Texte à lire:
***
Ces élections qui n’intéressent personne !
Le 6 mai 2018, la Tunisie organisera ses premières élections municipales libres et impartiales de son histoire, plus de 60 ans après son indépendance. Le scrutin peut être qualifié de majeur et crucial tant le rôle de la municipalité est vital dans la vie quotidienne des citoyens. Pourtant, le scrutin risque de passer inaperçu tant les Tunisiens s’y désintéressent…
« Des élections ? J’ai vu oui des affiches des partis, c’est pour élire un président? Je n’y comprends rien à tout cela ». Du haut de ses 20 ans, Haythem est censé représenter une certaine catégorie de la jeunesse tunisienne. Jeunesse qui est amenée à travailler pour faire réussir, chacun de sa position et selon ses aptitudes aussi modestes soit elles, l’expérience d’un Etat post révolution et le succès de sa transition politique et économique. Pourtant, le jeune épicier dans le quartier huppé d’Ennasr a d’autres priorités dans la vie : « Regardez mes fruits secs, cela fait une semaine qu’ils sont là et personne ne peut plus me les acheter ! Dans les années précédentes, chaque samedi, des clients venaient m’en acheter massivement pour accompagner leurs soirées, maintenant le plus aisé des consommateurs m’en achète à 10 dinars, la vie est devenue tellement dure que je n’ai pas le temps de penser aux élections, je veux juste vivre décemment », déclare amèrement le jeune adulte.
***
Entrées du corpus:

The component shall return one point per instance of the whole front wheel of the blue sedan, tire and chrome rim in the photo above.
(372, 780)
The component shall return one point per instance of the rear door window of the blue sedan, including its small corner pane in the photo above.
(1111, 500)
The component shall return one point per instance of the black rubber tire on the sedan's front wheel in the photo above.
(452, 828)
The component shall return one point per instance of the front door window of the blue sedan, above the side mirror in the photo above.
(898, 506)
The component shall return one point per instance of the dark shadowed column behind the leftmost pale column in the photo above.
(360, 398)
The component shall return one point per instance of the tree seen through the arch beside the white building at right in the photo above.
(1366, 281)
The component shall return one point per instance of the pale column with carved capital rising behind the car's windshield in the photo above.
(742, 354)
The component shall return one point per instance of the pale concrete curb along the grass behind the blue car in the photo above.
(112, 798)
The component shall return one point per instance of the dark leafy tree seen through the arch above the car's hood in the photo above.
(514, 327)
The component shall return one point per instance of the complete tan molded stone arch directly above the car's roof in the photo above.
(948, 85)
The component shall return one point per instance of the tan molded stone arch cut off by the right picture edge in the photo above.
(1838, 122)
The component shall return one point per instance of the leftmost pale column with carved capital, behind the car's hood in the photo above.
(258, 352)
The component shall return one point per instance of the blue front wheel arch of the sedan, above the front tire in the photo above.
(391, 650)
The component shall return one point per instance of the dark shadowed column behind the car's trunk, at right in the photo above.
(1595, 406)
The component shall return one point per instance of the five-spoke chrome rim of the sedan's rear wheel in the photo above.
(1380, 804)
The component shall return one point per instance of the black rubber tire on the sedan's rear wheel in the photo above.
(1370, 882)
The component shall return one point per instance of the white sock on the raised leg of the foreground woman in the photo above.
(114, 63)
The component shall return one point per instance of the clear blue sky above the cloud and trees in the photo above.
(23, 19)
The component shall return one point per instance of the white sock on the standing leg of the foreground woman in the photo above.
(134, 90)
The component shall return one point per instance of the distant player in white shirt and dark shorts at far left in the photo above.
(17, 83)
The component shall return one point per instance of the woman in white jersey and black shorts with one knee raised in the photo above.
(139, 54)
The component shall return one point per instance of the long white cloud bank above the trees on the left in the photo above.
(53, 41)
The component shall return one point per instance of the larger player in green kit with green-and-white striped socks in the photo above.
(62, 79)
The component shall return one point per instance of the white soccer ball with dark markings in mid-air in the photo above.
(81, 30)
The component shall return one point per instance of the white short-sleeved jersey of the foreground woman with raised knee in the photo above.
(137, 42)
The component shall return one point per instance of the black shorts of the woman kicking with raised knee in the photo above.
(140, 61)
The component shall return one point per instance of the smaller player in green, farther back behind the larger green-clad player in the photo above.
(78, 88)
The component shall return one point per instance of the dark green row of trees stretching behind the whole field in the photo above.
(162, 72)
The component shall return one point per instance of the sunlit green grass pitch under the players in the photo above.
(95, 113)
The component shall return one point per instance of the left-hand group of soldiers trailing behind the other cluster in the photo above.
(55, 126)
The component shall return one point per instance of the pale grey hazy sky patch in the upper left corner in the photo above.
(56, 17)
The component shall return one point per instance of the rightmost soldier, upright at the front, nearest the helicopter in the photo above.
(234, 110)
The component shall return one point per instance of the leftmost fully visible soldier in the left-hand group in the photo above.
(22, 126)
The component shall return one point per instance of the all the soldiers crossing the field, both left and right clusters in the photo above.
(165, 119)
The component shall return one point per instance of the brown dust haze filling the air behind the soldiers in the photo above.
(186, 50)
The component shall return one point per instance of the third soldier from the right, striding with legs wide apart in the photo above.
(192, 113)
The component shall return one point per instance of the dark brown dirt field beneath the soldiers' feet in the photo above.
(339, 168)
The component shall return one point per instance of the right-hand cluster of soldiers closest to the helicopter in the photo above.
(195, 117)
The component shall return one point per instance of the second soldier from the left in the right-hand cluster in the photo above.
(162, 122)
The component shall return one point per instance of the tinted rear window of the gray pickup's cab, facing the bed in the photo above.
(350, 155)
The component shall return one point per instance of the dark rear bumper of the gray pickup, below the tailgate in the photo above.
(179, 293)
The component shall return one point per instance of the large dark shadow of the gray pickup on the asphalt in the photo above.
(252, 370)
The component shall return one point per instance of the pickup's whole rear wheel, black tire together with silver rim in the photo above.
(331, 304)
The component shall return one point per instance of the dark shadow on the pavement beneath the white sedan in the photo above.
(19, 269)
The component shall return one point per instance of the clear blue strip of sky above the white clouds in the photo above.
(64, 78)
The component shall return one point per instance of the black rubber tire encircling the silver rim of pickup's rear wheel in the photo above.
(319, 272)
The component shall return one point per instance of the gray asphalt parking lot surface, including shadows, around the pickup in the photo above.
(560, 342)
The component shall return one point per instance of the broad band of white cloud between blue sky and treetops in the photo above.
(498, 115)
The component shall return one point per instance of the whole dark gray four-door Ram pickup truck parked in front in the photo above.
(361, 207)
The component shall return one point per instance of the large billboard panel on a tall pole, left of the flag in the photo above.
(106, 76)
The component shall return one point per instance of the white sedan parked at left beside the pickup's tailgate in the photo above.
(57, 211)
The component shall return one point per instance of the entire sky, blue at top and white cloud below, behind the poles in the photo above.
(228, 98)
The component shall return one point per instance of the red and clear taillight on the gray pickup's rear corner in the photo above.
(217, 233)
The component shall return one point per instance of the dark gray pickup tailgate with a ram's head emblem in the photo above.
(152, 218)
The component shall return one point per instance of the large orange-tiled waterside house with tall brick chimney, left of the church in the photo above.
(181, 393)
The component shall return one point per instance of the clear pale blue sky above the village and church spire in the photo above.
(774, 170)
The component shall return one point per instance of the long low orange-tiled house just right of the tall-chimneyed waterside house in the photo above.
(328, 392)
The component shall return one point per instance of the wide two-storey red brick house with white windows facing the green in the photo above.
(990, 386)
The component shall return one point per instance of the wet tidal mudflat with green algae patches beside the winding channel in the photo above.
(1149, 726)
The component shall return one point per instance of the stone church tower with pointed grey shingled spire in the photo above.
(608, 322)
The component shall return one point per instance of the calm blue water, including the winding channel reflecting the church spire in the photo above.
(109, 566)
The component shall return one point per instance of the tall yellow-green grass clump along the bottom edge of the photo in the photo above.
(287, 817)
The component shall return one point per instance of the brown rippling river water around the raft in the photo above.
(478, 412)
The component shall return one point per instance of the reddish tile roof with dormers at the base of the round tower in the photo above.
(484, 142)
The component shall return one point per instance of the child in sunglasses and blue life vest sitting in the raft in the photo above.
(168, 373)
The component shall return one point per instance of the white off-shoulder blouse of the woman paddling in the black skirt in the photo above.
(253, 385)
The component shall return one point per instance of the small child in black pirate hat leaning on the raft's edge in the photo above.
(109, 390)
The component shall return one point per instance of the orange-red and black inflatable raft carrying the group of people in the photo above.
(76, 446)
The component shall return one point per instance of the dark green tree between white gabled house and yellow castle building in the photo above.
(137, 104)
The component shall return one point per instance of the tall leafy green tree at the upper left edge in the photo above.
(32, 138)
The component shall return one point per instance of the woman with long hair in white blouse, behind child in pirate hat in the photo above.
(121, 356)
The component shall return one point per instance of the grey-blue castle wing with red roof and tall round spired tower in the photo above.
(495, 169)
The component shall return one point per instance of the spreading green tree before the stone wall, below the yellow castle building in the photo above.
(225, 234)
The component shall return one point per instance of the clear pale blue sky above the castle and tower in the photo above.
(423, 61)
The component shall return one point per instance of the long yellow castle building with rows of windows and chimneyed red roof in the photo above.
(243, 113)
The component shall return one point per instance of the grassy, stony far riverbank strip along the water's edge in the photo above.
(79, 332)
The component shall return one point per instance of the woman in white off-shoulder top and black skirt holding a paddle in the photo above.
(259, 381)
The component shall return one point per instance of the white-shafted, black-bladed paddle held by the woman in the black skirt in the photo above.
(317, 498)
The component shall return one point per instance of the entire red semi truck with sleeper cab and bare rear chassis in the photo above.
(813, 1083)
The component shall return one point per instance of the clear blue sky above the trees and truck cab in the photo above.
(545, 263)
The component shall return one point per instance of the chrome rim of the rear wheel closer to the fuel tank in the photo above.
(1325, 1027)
***
Énoncé du problème: D'après le texte sur les élections municipales en Tunisie, quelle est la date du scrutin ?

Réponse attendue: Le 6 mai 2018.